Parts of the exercise:
a – List every glove material named in the passage on gloves and lubricants for self anal exams.
b – Answer these questions about the passage on gloves and lubricants for self anal exams:
(i) What glove thickness does the writer use?
(ii) Which type of lubricant is called the best option for anal examination?
(iii) Which ingredient can lead to inflammation and yeast infections?
c – Carry the passage on gloves and lubricants for self anal exams forward from its last sentence.

*** Opening Document segment ***

I use small vinyl, powdered gloves with thickness of 4 mil. The reason of using gloves while doing self anal exam is to avoid direct contact with the feces and easier to check whether there’s abnormal discharge or blood on the gloves after exam. Latex makes my skin itchy and compared to nitrile, vinyl is more cost efficient. I use small (I’m a 172cm tall and around 60kg). Powder makes my hand dry and easier to take them off because my hands sweat a lot. In the following, I list possible combinations of materials, with or without powder with width from 3 to 5 mil. Some combinations don’t lead to many results and the products I found do not 100% meet my expectation. I have tried all the combinations (I search using the product title of the one I used. They may not be available. If they’re not there anymore, I’ll just show you the search result. You can pick some similar ones… however, in this case, I don’t know how well they do.) and I settle for small vinyl, powdered gloves. Oh~ and by the way, these links contain my affiliate links on Amazon so if you decide to buy them using my links, I’ll get a small commission. Hope it’ll save you some time of finding them. Remember to select the size or switch to the right size for you.
Without Powder :
With Powder :
A lubricant is a liquid or gel that women and their partners can apply during sex to make the vulva, vagina, or anal area wetter. Lubricant can also be applied to a man’s penis or a sex toy to make them more slippery. There are several types of lubricants, each with advantages and disadvantages.
- Water-based lubricants are usually inexpensive and easy to find. They also wash off easily. However, they may not last as long as a couple would like and may need to be reapplied during sex to maintain moisture. However, for anal examination, we only need it for several minutes. This is the best option for anal examination.
- Silicone-based lubricants tend to last longer than water-based lubricants. Many use this for sex because of its long-lasting capability. However, they do not rinse as easily and irritate some people if they aren’t rinsed immediately after sex. It’s important to note that water- and silicone-based lubricants may contain glycerin, which can lead to inflammation and yeast infections. If this becomes a problem, lubricants without glycerin are available.

*** Closing Document segment ***
*** Opening Given records ***

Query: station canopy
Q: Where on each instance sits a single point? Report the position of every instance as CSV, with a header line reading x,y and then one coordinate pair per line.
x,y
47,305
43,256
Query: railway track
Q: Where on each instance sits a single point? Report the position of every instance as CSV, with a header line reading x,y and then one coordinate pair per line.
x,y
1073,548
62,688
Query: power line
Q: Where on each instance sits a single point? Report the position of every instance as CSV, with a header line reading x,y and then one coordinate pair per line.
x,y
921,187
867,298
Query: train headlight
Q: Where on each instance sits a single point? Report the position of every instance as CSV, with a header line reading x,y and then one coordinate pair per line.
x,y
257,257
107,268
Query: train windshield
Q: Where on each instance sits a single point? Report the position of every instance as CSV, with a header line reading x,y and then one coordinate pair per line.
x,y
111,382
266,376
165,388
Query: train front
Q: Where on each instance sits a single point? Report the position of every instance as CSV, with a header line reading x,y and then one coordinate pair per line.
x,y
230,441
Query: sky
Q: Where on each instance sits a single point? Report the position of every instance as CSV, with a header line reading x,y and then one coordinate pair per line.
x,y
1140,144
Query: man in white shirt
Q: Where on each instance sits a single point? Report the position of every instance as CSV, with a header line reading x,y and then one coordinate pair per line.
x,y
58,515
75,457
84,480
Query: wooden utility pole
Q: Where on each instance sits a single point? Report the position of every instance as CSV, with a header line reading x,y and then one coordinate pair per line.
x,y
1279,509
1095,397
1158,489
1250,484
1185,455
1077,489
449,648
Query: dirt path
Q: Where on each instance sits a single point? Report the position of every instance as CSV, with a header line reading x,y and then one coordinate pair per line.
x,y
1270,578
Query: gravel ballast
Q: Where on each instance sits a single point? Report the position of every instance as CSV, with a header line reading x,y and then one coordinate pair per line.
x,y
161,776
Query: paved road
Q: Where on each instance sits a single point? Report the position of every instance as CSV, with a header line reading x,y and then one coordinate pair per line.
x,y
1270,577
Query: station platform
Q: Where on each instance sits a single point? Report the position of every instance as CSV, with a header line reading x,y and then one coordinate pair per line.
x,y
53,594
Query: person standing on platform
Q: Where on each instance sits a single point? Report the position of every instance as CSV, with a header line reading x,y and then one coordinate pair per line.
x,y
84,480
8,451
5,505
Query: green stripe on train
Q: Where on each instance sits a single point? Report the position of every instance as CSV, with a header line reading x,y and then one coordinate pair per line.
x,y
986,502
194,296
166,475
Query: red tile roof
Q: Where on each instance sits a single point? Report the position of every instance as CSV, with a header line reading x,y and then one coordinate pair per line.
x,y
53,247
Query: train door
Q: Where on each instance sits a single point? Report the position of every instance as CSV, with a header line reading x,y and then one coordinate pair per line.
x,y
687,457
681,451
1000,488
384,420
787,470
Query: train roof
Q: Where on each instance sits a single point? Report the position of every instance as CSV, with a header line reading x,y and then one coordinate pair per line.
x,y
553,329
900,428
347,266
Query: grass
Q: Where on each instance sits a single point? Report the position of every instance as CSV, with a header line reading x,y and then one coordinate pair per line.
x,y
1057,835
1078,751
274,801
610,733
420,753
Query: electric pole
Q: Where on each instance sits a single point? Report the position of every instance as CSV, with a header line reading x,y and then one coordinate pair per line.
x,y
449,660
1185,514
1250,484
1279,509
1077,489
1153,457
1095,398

*** Closing Given records ***

Answers per task:
a – Vinyl, latex, nitrile

b –
(i) 4 mil
(ii) Water-based lubricant
(iii) Glycerin

c –
- Oil-based lubricants should be used with caution. These lubricants cannot be used with latex condoms, as they will weaken the latex, making the condom more likely to leak or break. In turn, this increases the risk of unplanned pregnancy (if used for vaginal sex) or transmission of a sexually-transmitted infection (STI). For anal examination purpose, if one use latex gloves, do NOT use oil-based lubricants.
- Petroleum-based lubricants, such as those made from petroleum jelly, mineral oil, or baby oil, cause irritation or inflammation of the skin. I’ll avoid using them for medical purposes.
Choosing a lubricant is a personal decision. You can try different types to see what works best for you, but in my opinion, water-based lubricant is the best choice. If a particular lubricant causes irritation or an allergic reaction, please stop using it and try another kind. You may want to consult your doctor if symptoms persist.
“Self-examination, both externally and internally, is key for many body parts and the butt is no exception,” says anal surgeon and founder of Future Method Evan Goldstein, DO. One could just take a mirror and lie down with legs up to see those areas or one could snap a quick photo with one’s cellphone. Seeing the anus and perinum area as frequently allows for us to detect a small change sooner so the benefit of checking yourself out is early detection of curable problems, that, if left undiagnosed, can turn into a more serious issue. Notice out-of-nowhere discoloration, unevenness, bumps, or bulging. If one experiences persitent pain or blood(light red blood or dark red hue) in stool, then one should go see a doctor immediately.
In my next post, I’ll briefly talked about the two most commonly seen one and of course I will share my experience of how I tackle it. The first one is hemorrhoid. Anal pain or anal discomfort in general is a fairly common problem and can result from frequently seen conditions such as hemorrhoids or anal fissures, which I had experience of.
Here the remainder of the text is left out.